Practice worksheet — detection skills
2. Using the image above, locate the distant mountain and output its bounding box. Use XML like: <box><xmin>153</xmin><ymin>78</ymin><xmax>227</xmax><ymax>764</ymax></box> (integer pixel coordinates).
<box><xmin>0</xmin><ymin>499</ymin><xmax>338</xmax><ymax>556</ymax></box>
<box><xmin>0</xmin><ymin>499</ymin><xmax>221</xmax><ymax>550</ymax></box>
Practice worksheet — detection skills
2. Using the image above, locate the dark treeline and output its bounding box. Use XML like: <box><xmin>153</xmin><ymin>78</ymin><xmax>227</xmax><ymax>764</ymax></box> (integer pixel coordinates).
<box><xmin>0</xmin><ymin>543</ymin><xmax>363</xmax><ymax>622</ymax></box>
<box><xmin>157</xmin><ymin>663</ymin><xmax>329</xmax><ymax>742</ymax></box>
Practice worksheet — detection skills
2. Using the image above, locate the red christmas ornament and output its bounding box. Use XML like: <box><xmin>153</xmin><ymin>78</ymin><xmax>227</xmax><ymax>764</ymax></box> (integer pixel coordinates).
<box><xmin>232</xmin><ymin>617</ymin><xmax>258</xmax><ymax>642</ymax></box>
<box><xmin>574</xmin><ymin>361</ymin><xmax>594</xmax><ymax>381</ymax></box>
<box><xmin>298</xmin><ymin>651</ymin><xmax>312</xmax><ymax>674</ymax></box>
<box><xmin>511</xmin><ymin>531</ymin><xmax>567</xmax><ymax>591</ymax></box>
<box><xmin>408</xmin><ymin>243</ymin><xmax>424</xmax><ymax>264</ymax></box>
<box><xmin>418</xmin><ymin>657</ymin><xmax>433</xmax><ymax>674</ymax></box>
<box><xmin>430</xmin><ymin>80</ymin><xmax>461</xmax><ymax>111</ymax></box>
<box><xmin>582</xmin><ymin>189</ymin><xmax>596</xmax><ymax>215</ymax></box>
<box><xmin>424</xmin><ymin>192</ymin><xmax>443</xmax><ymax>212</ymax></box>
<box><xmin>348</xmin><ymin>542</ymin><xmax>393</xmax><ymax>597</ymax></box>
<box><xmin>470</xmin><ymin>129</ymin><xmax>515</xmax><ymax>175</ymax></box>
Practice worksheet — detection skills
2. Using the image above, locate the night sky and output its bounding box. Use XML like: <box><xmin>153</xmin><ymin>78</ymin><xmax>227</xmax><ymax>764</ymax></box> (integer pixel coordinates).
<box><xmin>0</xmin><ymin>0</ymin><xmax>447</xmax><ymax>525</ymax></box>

### What to do
From the data above, copy out every line that contains the word "image". Case counts.

### Expected answer
2. Using the image above, locate the distant mountain and output its bounding box. Use XML like: <box><xmin>153</xmin><ymin>78</ymin><xmax>227</xmax><ymax>764</ymax></box> (integer pixel coordinates).
2. Using the image above, locate the dark treeline and output its bounding box. Use XML like: <box><xmin>153</xmin><ymin>78</ymin><xmax>227</xmax><ymax>764</ymax></box> (integer pixel coordinates).
2. Using the image above, locate the red christmas ornament and output its bounding box. Use XML like: <box><xmin>153</xmin><ymin>78</ymin><xmax>227</xmax><ymax>764</ymax></box> (integer pixel coordinates).
2. Using the image above, locate the night sky and output its bounding box. Use XML like: <box><xmin>153</xmin><ymin>78</ymin><xmax>227</xmax><ymax>764</ymax></box> (integer pixel coordinates).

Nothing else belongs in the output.